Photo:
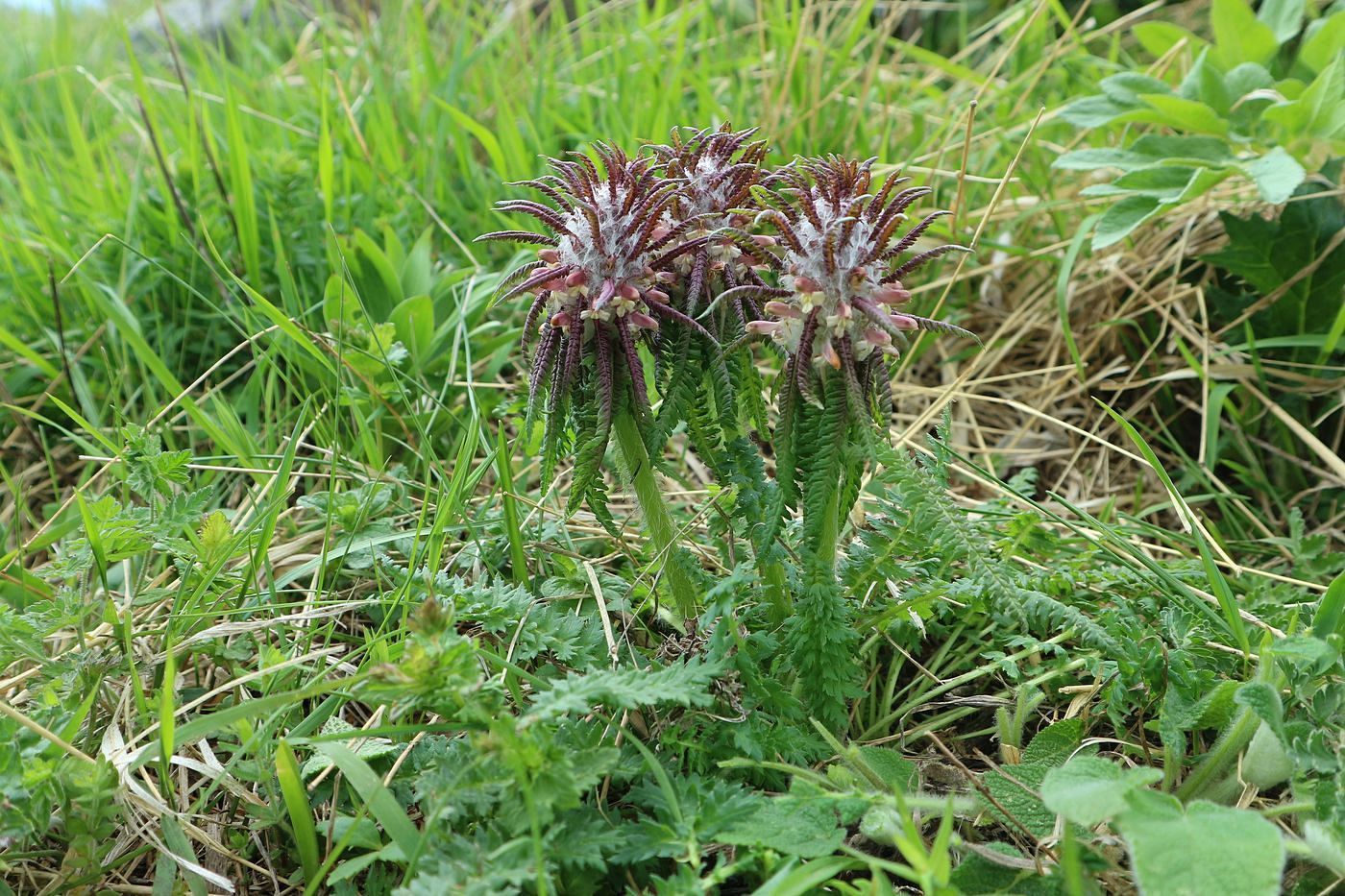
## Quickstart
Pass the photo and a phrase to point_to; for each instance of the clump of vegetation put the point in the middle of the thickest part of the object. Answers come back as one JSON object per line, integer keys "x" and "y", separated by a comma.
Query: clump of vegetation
{"x": 662, "y": 541}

** What you are asked to do **
Set down all the entries exactly as they appear, but skip any pictures.

** Written solution **
Photo:
## Quickstart
Pass the photo and a phrase to point_to; for each instance of the clump of vegetation put the point in the middle of the thickest part of the object. Answers come back as one JSON object per line, integer keys "x" and "y", separated by a comma.
Query: clump of vegetation
{"x": 662, "y": 541}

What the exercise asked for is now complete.